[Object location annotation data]
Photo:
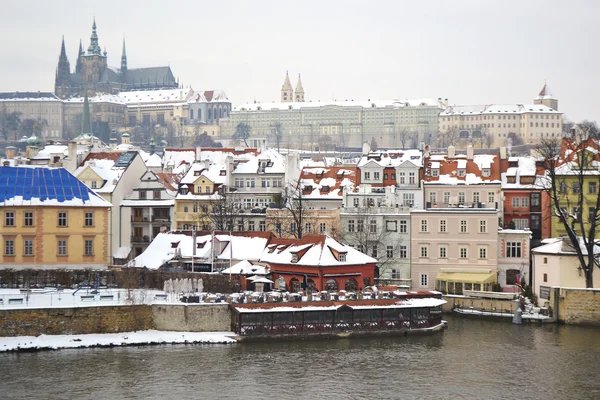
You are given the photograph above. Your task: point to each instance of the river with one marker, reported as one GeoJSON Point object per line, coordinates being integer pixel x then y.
{"type": "Point", "coordinates": [472, 359]}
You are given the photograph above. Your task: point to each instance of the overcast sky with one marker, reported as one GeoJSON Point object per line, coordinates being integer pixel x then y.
{"type": "Point", "coordinates": [471, 52]}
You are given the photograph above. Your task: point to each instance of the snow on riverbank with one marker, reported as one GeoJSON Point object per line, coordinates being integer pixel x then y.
{"type": "Point", "coordinates": [54, 342]}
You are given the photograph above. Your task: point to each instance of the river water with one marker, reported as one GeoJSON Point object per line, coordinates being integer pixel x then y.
{"type": "Point", "coordinates": [472, 359]}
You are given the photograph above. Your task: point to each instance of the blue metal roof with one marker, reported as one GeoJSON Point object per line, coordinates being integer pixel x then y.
{"type": "Point", "coordinates": [42, 183]}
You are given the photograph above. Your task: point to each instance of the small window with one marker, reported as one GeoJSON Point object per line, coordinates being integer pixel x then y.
{"type": "Point", "coordinates": [9, 218]}
{"type": "Point", "coordinates": [28, 218]}
{"type": "Point", "coordinates": [62, 219]}
{"type": "Point", "coordinates": [88, 247]}
{"type": "Point", "coordinates": [89, 219]}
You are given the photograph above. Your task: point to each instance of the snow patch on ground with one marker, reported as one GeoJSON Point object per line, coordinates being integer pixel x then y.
{"type": "Point", "coordinates": [54, 342]}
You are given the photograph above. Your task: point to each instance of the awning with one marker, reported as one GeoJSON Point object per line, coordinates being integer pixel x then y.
{"type": "Point", "coordinates": [467, 277]}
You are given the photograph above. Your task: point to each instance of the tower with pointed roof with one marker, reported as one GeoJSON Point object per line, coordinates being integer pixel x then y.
{"type": "Point", "coordinates": [299, 92]}
{"type": "Point", "coordinates": [78, 67]}
{"type": "Point", "coordinates": [93, 64]}
{"type": "Point", "coordinates": [287, 91]}
{"type": "Point", "coordinates": [545, 97]}
{"type": "Point", "coordinates": [62, 83]}
{"type": "Point", "coordinates": [124, 63]}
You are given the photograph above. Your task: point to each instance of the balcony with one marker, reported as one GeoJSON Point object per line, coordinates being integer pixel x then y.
{"type": "Point", "coordinates": [376, 210]}
{"type": "Point", "coordinates": [140, 239]}
{"type": "Point", "coordinates": [429, 205]}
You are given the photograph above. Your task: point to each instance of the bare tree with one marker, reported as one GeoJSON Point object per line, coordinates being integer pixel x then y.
{"type": "Point", "coordinates": [570, 165]}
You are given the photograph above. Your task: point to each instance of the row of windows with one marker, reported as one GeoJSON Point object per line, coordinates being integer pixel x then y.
{"type": "Point", "coordinates": [476, 197]}
{"type": "Point", "coordinates": [463, 252]}
{"type": "Point", "coordinates": [28, 219]}
{"type": "Point", "coordinates": [576, 187]}
{"type": "Point", "coordinates": [390, 226]}
{"type": "Point", "coordinates": [251, 182]}
{"type": "Point", "coordinates": [443, 227]}
{"type": "Point", "coordinates": [61, 247]}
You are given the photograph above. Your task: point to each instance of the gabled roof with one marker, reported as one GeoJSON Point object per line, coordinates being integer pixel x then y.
{"type": "Point", "coordinates": [327, 183]}
{"type": "Point", "coordinates": [41, 186]}
{"type": "Point", "coordinates": [449, 167]}
{"type": "Point", "coordinates": [392, 158]}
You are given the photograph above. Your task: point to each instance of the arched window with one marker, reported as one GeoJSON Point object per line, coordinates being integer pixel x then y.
{"type": "Point", "coordinates": [331, 285]}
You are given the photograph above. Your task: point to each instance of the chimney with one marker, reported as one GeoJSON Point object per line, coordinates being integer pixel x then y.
{"type": "Point", "coordinates": [470, 152]}
{"type": "Point", "coordinates": [11, 152]}
{"type": "Point", "coordinates": [366, 148]}
{"type": "Point", "coordinates": [451, 152]}
{"type": "Point", "coordinates": [72, 161]}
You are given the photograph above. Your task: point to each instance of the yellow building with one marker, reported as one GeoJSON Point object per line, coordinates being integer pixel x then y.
{"type": "Point", "coordinates": [569, 187]}
{"type": "Point", "coordinates": [50, 220]}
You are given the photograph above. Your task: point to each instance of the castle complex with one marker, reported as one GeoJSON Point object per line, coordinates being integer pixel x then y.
{"type": "Point", "coordinates": [93, 75]}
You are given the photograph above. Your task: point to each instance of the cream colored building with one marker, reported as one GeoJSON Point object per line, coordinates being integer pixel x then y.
{"type": "Point", "coordinates": [36, 105]}
{"type": "Point", "coordinates": [555, 263]}
{"type": "Point", "coordinates": [529, 122]}
{"type": "Point", "coordinates": [448, 241]}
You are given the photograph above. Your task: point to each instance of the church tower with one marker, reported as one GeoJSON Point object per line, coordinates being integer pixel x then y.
{"type": "Point", "coordinates": [299, 93]}
{"type": "Point", "coordinates": [546, 98]}
{"type": "Point", "coordinates": [124, 59]}
{"type": "Point", "coordinates": [93, 64]}
{"type": "Point", "coordinates": [62, 83]}
{"type": "Point", "coordinates": [287, 91]}
{"type": "Point", "coordinates": [78, 67]}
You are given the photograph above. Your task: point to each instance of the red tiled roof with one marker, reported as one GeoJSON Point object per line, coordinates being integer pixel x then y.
{"type": "Point", "coordinates": [103, 155]}
{"type": "Point", "coordinates": [329, 172]}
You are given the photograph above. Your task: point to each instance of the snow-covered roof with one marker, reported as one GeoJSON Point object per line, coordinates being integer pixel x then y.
{"type": "Point", "coordinates": [486, 109]}
{"type": "Point", "coordinates": [215, 172]}
{"type": "Point", "coordinates": [156, 96]}
{"type": "Point", "coordinates": [327, 183]}
{"type": "Point", "coordinates": [100, 98]}
{"type": "Point", "coordinates": [392, 158]}
{"type": "Point", "coordinates": [312, 250]}
{"type": "Point", "coordinates": [396, 103]}
{"type": "Point", "coordinates": [178, 158]}
{"type": "Point", "coordinates": [42, 186]}
{"type": "Point", "coordinates": [268, 162]}
{"type": "Point", "coordinates": [562, 246]}
{"type": "Point", "coordinates": [482, 169]}
{"type": "Point", "coordinates": [106, 170]}
{"type": "Point", "coordinates": [50, 150]}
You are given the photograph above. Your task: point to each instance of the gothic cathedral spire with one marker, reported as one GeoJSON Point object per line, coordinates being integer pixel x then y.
{"type": "Point", "coordinates": [124, 59]}
{"type": "Point", "coordinates": [78, 66]}
{"type": "Point", "coordinates": [62, 82]}
{"type": "Point", "coordinates": [299, 93]}
{"type": "Point", "coordinates": [94, 49]}
{"type": "Point", "coordinates": [287, 91]}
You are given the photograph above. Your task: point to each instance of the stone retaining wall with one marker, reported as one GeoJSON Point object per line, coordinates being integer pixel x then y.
{"type": "Point", "coordinates": [192, 318]}
{"type": "Point", "coordinates": [69, 321]}
{"type": "Point", "coordinates": [577, 306]}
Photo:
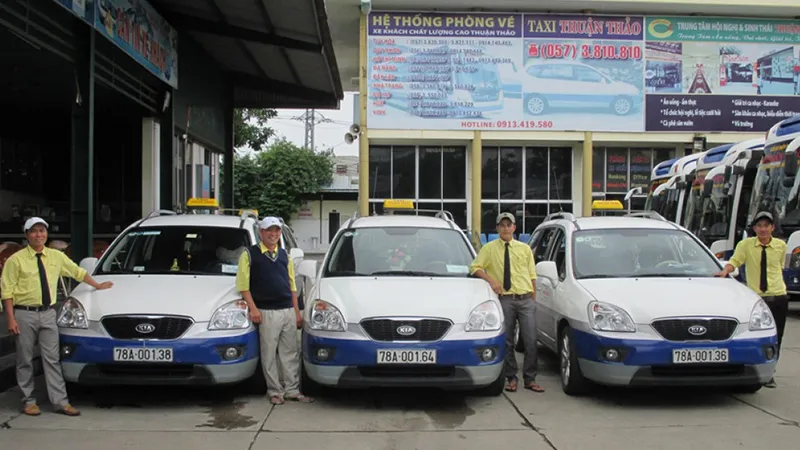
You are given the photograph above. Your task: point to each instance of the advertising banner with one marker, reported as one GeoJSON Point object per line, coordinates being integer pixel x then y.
{"type": "Point", "coordinates": [495, 71]}
{"type": "Point", "coordinates": [142, 33]}
{"type": "Point", "coordinates": [721, 74]}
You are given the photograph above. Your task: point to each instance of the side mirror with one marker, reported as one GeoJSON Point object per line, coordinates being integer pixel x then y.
{"type": "Point", "coordinates": [297, 253]}
{"type": "Point", "coordinates": [548, 270]}
{"type": "Point", "coordinates": [708, 185]}
{"type": "Point", "coordinates": [735, 273]}
{"type": "Point", "coordinates": [88, 264]}
{"type": "Point", "coordinates": [790, 164]}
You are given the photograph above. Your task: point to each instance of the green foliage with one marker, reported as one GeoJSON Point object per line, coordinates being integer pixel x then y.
{"type": "Point", "coordinates": [274, 181]}
{"type": "Point", "coordinates": [250, 128]}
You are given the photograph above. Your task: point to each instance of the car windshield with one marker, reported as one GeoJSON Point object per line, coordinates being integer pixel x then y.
{"type": "Point", "coordinates": [407, 251]}
{"type": "Point", "coordinates": [176, 250]}
{"type": "Point", "coordinates": [635, 253]}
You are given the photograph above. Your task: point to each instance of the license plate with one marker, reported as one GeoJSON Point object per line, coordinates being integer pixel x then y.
{"type": "Point", "coordinates": [143, 354]}
{"type": "Point", "coordinates": [699, 355]}
{"type": "Point", "coordinates": [391, 356]}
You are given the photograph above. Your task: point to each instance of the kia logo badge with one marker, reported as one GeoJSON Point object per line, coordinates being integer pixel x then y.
{"type": "Point", "coordinates": [406, 330]}
{"type": "Point", "coordinates": [697, 330]}
{"type": "Point", "coordinates": [145, 328]}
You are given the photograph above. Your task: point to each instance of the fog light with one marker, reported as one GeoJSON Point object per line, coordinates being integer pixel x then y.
{"type": "Point", "coordinates": [323, 354]}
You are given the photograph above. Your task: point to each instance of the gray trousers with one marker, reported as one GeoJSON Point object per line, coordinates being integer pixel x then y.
{"type": "Point", "coordinates": [524, 311]}
{"type": "Point", "coordinates": [39, 326]}
{"type": "Point", "coordinates": [280, 353]}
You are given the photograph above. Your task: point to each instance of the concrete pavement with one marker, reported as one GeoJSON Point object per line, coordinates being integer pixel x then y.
{"type": "Point", "coordinates": [398, 420]}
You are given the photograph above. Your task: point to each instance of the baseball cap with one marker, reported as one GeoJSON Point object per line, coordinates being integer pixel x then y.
{"type": "Point", "coordinates": [33, 221]}
{"type": "Point", "coordinates": [267, 222]}
{"type": "Point", "coordinates": [763, 215]}
{"type": "Point", "coordinates": [508, 216]}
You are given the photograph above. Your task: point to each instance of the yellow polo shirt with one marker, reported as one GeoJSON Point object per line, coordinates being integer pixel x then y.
{"type": "Point", "coordinates": [20, 279]}
{"type": "Point", "coordinates": [523, 268]}
{"type": "Point", "coordinates": [243, 272]}
{"type": "Point", "coordinates": [748, 252]}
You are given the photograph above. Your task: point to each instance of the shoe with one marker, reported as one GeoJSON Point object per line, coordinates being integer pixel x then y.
{"type": "Point", "coordinates": [31, 409]}
{"type": "Point", "coordinates": [68, 410]}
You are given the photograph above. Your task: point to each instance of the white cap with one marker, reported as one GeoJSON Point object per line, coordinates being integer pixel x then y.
{"type": "Point", "coordinates": [33, 221]}
{"type": "Point", "coordinates": [267, 222]}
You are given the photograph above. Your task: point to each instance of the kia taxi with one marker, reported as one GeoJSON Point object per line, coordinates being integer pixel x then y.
{"type": "Point", "coordinates": [174, 316]}
{"type": "Point", "coordinates": [394, 305]}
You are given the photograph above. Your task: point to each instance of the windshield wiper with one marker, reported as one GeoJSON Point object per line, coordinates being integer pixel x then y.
{"type": "Point", "coordinates": [413, 273]}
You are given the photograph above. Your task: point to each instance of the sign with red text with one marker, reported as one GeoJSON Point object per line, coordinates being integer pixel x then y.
{"type": "Point", "coordinates": [142, 33]}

**Task brief:**
Copy exactly the lines from the one containing "the kia taxi" through the last line of the records, both included, and nothing else.

**Output for this exercise:**
You are given the photograph above. Your task: point to each instance of the kia taxi with one marker, reported as one GeoJSON Point object per line, coordinates being integer pixel x then y.
{"type": "Point", "coordinates": [174, 316]}
{"type": "Point", "coordinates": [394, 305]}
You are given the photograph above. Your task: point to each instance of the windshield wiper with one marker, reported as one GeoJSON Point object per line, coordinates being integer pixel x then y.
{"type": "Point", "coordinates": [413, 273]}
You are given the photograph above. Your task: point to each instance of the sign with red text with one marker, reported as one GeoJSON Point object per line, coordinates being integer pixel x then y.
{"type": "Point", "coordinates": [142, 33]}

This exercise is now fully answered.